(Data listing)
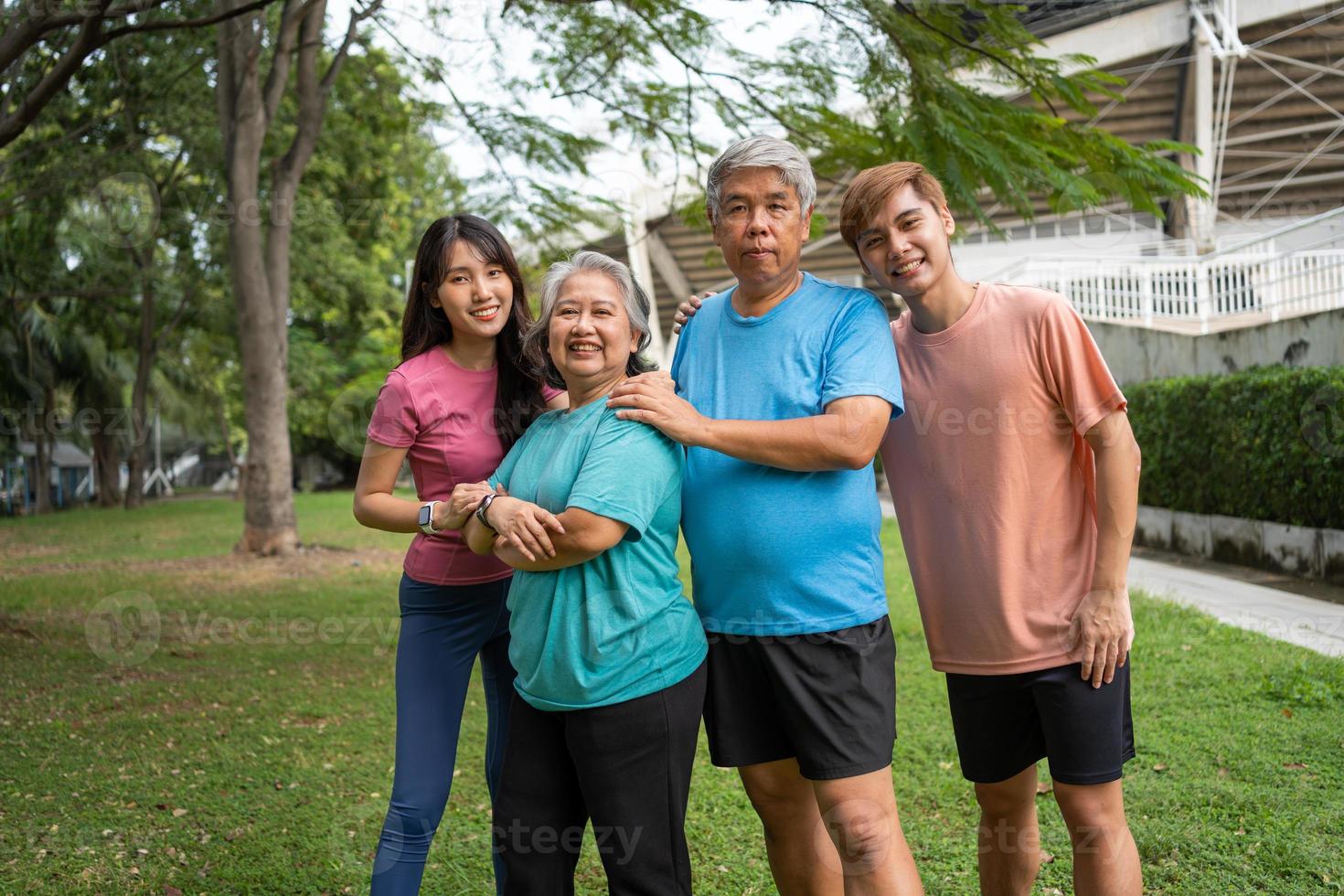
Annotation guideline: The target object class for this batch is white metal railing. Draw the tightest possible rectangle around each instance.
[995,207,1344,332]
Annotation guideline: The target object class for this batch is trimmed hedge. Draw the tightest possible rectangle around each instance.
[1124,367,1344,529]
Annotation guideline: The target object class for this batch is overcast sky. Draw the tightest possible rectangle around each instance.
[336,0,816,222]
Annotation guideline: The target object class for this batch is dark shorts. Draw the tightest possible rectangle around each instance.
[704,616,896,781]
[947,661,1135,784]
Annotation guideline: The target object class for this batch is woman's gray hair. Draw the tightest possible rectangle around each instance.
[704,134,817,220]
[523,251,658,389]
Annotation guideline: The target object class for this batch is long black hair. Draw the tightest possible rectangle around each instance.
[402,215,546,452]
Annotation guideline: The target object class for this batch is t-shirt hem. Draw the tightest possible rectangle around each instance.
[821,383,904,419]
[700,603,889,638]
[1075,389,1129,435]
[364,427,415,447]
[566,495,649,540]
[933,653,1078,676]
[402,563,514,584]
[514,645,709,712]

* * *

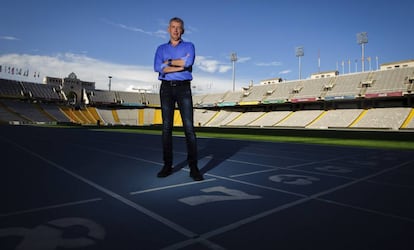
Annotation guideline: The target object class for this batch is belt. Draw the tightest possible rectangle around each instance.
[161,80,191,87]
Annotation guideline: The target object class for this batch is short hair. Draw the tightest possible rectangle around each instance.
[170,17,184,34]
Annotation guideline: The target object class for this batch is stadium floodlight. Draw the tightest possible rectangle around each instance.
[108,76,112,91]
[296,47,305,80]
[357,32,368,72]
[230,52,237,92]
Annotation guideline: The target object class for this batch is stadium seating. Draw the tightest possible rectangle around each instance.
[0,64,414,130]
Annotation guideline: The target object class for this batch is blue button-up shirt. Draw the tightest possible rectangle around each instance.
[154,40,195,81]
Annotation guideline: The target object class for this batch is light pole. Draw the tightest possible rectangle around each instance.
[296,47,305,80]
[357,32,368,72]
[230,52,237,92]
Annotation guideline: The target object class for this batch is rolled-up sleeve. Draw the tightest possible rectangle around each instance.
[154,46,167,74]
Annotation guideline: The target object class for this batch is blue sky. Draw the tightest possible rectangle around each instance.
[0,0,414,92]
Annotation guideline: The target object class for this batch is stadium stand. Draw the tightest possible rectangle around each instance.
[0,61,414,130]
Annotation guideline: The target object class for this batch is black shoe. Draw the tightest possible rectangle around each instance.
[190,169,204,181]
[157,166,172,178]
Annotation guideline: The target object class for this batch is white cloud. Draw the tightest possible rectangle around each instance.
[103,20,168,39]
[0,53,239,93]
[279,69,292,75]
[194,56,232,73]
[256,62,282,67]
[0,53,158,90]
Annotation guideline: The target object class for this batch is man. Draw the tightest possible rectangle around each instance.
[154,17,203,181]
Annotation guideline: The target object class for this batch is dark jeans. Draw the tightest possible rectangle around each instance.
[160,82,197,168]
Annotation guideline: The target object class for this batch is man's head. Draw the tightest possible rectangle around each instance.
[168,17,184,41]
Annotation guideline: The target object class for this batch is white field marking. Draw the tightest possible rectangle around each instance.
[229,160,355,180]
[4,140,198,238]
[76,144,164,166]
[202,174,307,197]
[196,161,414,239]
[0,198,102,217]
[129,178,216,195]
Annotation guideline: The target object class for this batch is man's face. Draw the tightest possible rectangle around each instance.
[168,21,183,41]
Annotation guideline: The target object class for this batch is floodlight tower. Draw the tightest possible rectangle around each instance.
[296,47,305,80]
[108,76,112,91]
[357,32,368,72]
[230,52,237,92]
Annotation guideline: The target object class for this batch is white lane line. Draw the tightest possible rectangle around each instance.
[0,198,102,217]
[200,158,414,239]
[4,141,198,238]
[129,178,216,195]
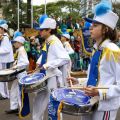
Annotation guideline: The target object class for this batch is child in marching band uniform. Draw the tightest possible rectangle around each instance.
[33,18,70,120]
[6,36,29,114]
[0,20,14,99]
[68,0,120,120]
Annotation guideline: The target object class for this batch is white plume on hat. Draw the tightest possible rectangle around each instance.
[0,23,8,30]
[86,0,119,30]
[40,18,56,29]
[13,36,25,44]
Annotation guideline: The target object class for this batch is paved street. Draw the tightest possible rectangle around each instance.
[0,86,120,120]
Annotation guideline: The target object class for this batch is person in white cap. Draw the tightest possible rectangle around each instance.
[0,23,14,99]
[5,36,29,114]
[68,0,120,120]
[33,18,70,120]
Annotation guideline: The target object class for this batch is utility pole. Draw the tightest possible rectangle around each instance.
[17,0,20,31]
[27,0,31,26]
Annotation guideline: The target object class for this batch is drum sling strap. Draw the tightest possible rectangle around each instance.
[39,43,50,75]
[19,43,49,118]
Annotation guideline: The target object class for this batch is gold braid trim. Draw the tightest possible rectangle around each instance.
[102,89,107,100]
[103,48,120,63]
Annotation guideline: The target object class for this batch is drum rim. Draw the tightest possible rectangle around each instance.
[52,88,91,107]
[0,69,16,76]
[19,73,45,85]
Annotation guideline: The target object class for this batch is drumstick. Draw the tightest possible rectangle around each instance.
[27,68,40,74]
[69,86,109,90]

...

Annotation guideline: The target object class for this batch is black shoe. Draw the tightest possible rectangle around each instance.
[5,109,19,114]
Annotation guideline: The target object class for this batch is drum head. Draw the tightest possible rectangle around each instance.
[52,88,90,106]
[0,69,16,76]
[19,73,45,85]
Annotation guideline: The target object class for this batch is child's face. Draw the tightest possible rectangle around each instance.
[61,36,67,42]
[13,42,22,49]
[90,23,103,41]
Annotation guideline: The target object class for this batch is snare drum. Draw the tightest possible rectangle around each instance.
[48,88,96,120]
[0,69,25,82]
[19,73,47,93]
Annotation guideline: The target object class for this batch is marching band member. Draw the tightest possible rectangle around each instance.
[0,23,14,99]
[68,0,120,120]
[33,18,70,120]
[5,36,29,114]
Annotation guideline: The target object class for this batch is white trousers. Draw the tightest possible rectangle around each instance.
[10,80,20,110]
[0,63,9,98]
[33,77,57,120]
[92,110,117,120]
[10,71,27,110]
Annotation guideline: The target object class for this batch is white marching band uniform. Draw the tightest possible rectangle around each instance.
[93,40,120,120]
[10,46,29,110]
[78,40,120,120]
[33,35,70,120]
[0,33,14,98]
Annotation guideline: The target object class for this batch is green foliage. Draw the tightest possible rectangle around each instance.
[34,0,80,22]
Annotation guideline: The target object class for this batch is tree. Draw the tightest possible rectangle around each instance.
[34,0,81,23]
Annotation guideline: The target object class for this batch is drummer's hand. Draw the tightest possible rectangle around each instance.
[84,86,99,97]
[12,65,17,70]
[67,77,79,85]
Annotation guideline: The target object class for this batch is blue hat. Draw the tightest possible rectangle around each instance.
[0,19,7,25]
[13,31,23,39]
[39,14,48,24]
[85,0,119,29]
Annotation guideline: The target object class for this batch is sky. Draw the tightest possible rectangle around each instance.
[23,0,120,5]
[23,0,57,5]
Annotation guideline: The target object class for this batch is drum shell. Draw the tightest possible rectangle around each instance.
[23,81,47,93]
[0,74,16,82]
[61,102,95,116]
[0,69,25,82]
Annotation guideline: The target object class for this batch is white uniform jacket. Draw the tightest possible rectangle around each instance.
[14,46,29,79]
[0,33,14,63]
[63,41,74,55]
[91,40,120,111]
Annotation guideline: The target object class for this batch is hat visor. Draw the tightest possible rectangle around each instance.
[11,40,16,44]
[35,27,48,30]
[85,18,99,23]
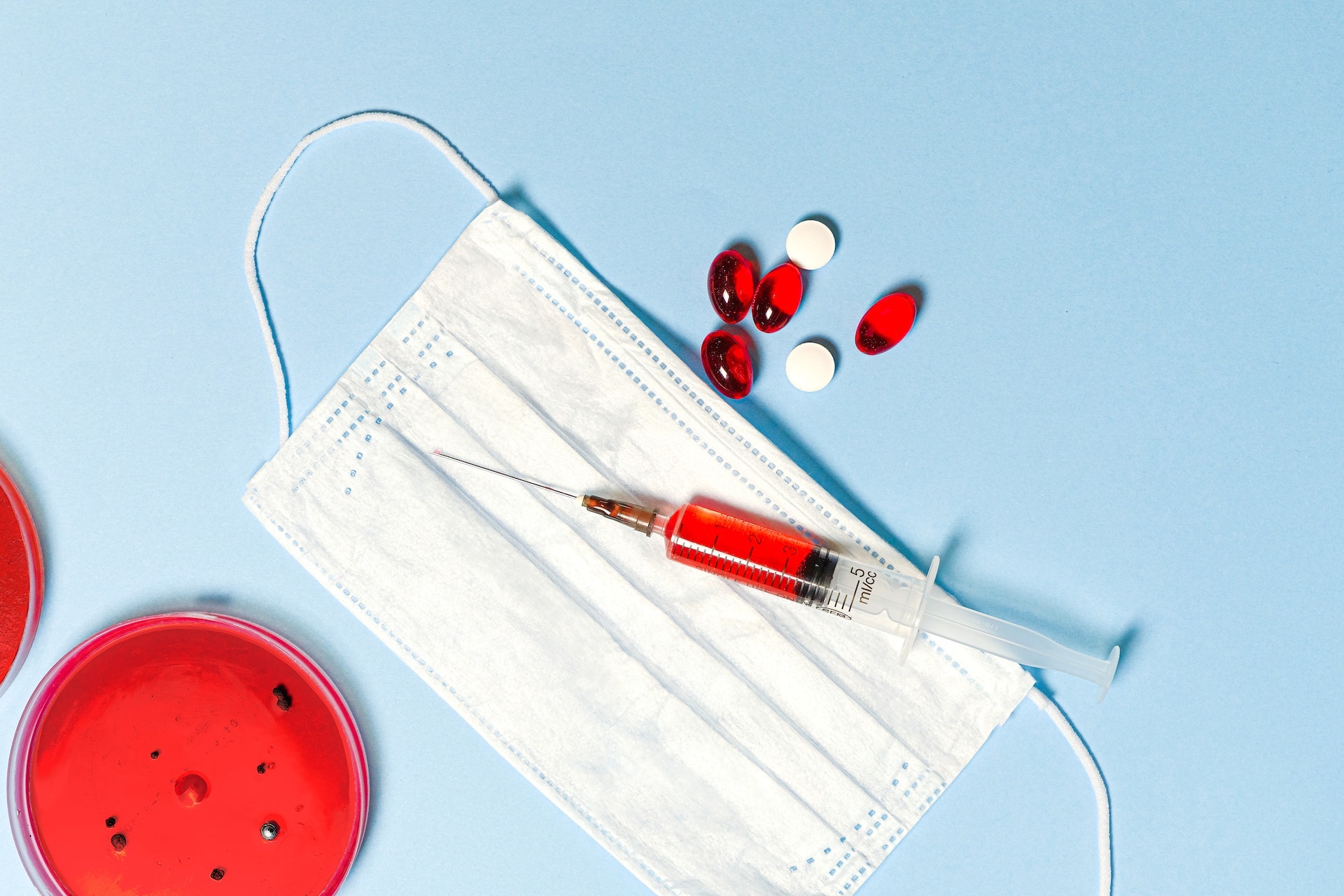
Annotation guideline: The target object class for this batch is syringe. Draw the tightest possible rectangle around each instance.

Task: Print the entries without alteration, starting with the line that contains "is white trousers." and going on through the line that contains "[0,33,14,98]".

Reply to the exercise:
Annotation guideline: The target object class for this batch is white trousers. Draw the tightest possible rectangle around each instance.
[10,80,20,110]
[0,63,9,98]
[33,77,57,120]
[92,110,117,120]
[10,71,27,110]
Annotation guideline: The target object class for this batch is white marching band uniform. Draw the tightest possible rectangle around each instance.
[93,40,120,120]
[10,46,29,110]
[78,40,120,120]
[33,35,70,120]
[0,33,14,98]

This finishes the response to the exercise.